Segment Start: Source passage

Supply Chain Crisis? What Supply Chain Crisis?

One of the big lessons of this pandemic, supposedly, is the need for more resilient supply chains. The story goes something like this: In an effort to drive down costs, manufacturers and retailers cultivated gossamer-thin networks dependent on low-priced, just-in-time shipping from around the world. That lithe approach boosted profits when times were good — but when a crisis hit, it snapped.

There’s only one problem with this story: Very little of it is true. There were major supply problems in 2021 in the world in general and the U.S. in particular, but they had little to do with the chains.

Consider the ports of Los Angeles and Long Beach, often cited as illustrations of the broken international supply chain. In the last two decades, the number of cargo containers handled each year in the adjacent ports almost doubled, growing from almost 4.9 million in 2000 to more than 10 million in 2021, a record high (the figure was 9.9 million through November).

Segment End: Source passage
Segment Start: Supplied information

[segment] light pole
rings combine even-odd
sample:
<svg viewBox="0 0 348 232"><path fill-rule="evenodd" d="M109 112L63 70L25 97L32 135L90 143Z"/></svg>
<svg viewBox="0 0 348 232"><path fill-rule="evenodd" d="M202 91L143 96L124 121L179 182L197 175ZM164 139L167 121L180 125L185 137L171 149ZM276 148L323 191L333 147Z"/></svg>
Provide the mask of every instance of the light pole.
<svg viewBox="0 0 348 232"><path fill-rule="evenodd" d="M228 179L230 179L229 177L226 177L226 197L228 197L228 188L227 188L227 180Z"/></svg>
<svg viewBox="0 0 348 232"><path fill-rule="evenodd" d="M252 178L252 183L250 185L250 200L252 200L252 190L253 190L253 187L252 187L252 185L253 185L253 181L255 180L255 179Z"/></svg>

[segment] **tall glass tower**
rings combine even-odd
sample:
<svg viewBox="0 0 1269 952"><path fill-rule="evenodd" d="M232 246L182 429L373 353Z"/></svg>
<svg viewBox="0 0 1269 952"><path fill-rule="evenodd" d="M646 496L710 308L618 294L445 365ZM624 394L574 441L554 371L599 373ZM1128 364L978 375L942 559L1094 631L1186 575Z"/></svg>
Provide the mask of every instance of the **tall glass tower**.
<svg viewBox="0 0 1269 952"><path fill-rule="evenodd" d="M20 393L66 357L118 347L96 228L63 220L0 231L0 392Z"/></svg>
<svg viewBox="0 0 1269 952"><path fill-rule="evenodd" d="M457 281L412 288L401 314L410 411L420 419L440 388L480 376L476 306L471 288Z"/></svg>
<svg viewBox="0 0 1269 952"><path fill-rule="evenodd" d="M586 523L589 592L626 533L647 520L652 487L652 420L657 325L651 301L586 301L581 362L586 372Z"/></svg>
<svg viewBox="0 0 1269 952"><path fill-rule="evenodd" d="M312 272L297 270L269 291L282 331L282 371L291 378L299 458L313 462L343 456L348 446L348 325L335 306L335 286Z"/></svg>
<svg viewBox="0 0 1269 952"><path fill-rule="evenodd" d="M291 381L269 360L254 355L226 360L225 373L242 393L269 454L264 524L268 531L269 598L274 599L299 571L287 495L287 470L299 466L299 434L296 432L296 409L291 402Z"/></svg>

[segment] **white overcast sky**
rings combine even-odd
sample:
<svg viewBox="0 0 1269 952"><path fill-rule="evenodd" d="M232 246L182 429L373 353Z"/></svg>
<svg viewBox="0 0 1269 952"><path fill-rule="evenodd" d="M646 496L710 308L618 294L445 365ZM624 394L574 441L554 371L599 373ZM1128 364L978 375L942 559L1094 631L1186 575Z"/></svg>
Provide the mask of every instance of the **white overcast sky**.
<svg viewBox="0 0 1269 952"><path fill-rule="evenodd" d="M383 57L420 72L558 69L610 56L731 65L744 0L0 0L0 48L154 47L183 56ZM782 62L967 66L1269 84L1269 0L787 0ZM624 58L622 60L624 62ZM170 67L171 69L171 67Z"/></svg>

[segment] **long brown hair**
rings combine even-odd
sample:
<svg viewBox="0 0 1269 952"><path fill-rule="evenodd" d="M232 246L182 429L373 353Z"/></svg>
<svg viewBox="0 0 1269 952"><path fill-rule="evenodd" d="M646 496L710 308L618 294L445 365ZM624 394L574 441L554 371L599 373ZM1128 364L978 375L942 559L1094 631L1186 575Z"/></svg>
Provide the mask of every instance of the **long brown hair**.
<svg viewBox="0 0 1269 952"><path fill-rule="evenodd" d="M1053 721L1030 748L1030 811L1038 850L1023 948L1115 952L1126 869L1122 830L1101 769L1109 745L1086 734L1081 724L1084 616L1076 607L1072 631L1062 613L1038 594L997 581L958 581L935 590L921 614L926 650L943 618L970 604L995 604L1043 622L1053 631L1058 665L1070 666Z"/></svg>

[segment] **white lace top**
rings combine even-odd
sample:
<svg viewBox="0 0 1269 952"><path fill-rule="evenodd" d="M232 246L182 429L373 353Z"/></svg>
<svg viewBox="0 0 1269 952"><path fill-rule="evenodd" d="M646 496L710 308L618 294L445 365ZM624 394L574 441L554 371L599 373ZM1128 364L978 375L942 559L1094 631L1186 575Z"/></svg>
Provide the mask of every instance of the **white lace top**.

Segment End: Supplied information

Problem to work on: Check each statement against the supply chain passage, answering yes or no and quoting the words that settle it. 1. The number of cargo containers handled each year at the ports of Los Angeles and Long Beach almost doubled between 2000 and 2021. 2. The major supply problems of 2021 were mostly caused by the supply chains. 3. The container count at the two ports in 2021 was a record high.

Task output:
1. Yes: "the number of cargo containers handled each year in the adjacent ports almost doubled"
2. No: "they had little to do with the chains"
3. Yes: "more than 10 million in 2021, a record high"